Brief: Could you render the lines as a Markdown table with the columns Row and Line, starting at the line that has "Find the white soccer" and continuing through the last line of the records, with blank lines omitted?

Supplied data:
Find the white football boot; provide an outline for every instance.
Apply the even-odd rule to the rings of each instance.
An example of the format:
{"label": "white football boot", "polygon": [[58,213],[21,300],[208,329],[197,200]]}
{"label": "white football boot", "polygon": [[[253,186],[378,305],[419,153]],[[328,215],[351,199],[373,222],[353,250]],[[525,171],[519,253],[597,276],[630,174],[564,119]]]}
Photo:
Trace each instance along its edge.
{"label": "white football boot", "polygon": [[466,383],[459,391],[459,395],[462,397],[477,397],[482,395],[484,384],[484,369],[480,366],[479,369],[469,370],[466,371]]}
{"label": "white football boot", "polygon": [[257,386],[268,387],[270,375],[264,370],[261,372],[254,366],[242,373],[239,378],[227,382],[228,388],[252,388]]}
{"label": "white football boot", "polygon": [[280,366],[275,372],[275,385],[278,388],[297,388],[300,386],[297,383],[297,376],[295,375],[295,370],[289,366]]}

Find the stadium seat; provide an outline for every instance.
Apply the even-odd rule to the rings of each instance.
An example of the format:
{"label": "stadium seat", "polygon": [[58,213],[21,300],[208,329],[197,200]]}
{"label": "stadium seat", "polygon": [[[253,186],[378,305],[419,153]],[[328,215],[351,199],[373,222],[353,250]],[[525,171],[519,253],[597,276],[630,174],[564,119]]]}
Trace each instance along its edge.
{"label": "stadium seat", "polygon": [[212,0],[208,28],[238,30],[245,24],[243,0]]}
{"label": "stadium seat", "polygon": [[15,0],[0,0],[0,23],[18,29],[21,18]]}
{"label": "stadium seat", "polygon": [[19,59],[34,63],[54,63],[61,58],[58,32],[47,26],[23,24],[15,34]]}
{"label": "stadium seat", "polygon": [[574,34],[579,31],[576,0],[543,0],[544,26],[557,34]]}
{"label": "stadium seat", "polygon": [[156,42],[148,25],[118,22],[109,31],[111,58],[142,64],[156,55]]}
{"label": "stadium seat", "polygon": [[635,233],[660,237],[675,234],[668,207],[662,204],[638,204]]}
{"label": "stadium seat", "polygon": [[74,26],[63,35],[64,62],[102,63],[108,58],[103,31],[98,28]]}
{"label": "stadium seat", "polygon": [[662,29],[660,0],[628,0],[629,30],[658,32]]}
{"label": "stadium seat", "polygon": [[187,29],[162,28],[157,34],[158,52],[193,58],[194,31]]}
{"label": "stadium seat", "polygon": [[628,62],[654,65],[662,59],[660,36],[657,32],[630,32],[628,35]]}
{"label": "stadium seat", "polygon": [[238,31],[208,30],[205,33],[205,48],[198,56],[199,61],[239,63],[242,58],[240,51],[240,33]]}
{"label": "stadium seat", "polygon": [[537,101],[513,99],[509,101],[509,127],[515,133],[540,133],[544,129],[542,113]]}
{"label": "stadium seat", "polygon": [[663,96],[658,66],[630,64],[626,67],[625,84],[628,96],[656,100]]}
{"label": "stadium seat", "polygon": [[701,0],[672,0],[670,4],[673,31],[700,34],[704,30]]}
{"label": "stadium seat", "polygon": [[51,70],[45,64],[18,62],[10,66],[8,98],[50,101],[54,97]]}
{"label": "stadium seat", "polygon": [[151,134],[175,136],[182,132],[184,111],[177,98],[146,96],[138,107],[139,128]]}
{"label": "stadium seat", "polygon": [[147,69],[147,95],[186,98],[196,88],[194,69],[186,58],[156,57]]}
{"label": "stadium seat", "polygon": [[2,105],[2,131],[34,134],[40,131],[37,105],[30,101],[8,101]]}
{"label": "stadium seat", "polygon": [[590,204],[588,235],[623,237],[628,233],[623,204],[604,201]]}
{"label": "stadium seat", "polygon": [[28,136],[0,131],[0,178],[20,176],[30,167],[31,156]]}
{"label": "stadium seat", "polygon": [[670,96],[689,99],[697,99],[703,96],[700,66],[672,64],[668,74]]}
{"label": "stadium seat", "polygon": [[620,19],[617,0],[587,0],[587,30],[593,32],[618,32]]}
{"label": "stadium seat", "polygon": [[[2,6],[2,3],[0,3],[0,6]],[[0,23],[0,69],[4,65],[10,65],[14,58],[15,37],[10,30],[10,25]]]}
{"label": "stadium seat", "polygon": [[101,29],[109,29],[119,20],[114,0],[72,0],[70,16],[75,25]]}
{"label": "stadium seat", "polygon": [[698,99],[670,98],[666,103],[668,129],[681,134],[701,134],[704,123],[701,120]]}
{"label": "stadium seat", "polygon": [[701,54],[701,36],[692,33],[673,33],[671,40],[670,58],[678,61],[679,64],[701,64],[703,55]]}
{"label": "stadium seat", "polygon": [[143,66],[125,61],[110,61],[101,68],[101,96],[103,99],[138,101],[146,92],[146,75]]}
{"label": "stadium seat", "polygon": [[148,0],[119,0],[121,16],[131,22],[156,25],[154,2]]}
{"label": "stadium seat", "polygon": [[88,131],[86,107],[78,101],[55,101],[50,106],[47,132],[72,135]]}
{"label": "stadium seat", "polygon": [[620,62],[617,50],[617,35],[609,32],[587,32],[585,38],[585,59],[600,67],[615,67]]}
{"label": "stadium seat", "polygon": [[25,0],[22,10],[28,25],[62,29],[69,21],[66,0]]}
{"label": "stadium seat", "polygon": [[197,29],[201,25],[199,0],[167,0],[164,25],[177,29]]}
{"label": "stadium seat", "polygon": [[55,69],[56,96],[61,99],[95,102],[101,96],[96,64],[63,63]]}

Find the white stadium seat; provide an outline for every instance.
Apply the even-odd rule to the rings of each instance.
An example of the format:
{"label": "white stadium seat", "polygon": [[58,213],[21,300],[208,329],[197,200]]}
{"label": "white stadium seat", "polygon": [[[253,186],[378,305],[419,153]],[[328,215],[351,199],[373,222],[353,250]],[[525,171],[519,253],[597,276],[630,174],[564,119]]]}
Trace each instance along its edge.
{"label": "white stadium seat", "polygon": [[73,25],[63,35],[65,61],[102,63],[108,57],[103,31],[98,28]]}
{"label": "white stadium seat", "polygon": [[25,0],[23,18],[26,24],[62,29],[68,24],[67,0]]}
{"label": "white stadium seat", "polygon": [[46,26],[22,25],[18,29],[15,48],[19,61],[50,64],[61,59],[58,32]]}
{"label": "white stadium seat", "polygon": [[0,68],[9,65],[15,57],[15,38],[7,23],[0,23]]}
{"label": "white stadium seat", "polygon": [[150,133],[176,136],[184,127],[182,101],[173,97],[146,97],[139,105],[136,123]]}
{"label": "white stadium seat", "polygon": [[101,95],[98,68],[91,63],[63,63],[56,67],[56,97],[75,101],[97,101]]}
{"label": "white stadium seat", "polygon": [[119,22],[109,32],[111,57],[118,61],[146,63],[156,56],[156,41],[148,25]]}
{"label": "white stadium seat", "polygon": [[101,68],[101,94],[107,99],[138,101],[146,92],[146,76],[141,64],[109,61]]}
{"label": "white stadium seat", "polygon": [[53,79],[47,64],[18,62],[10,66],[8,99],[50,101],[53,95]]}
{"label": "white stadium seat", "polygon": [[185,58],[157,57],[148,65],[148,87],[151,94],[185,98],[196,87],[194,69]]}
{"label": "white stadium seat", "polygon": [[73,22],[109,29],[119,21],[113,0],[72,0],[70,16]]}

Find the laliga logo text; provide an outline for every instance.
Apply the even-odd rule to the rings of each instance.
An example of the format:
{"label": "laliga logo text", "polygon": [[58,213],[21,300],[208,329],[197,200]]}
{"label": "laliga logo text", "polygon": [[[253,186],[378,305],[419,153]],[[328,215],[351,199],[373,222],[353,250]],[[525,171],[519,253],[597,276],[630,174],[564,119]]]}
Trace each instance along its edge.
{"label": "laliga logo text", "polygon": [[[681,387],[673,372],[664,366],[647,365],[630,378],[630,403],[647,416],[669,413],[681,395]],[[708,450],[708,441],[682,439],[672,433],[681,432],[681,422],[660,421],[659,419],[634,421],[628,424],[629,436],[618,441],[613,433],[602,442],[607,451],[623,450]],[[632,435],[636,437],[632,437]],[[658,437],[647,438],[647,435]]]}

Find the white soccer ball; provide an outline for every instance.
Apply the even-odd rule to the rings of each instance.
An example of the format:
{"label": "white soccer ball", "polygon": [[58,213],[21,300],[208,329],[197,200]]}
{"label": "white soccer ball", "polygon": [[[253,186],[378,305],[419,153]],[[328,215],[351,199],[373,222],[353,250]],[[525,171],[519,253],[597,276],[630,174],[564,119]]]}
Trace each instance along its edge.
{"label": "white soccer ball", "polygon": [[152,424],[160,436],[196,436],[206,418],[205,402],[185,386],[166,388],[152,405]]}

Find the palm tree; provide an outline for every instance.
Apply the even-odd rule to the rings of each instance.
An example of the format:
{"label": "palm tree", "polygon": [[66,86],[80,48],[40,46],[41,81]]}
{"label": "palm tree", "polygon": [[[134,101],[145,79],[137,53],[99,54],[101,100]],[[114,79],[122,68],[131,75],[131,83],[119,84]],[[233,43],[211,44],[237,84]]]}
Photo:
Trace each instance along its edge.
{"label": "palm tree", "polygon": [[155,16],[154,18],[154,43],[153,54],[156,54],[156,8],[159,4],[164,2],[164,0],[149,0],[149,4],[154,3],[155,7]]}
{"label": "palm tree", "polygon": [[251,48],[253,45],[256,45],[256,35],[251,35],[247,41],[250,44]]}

Correct answer:
| Row | Line |
|---|---|
| 1 | Find the white soccer ball; provide an outline for every instance. |
| 2 | Apply the even-odd rule to the rings of each instance. |
| 3 | An example of the format: |
| 4 | {"label": "white soccer ball", "polygon": [[58,213],[21,300],[208,329],[197,200]]} |
| 5 | {"label": "white soccer ball", "polygon": [[[253,186],[378,305],[419,153]],[[328,215],[351,199],[373,222],[353,250]],[[525,171],[519,253],[597,276],[630,174],[564,119]]]} |
| 6 | Trace each instance along its edge. |
| 7 | {"label": "white soccer ball", "polygon": [[152,424],[160,436],[196,436],[206,418],[205,402],[185,386],[166,388],[152,405]]} |
| 8 | Find the palm tree; provide an outline for every instance. |
| 9 | Apply the even-odd rule to the rings of each instance. |
| 10 | An example of the format: |
| 11 | {"label": "palm tree", "polygon": [[66,86],[80,48],[40,46],[41,81]]} |
| 12 | {"label": "palm tree", "polygon": [[[134,101],[145,79],[137,53],[99,54],[101,100]],[[114,79],[122,68],[131,75],[131,83],[119,84]],[[233,43],[211,44],[237,84]]]} |
| 13 | Photo: |
| 14 | Trace each instance along its edge. |
| 15 | {"label": "palm tree", "polygon": [[155,16],[154,18],[154,43],[153,54],[156,54],[156,8],[159,4],[164,2],[164,0],[149,0],[149,4],[154,3],[155,7]]} |
| 16 | {"label": "palm tree", "polygon": [[251,48],[253,45],[256,45],[256,35],[251,35],[247,41],[250,44]]} |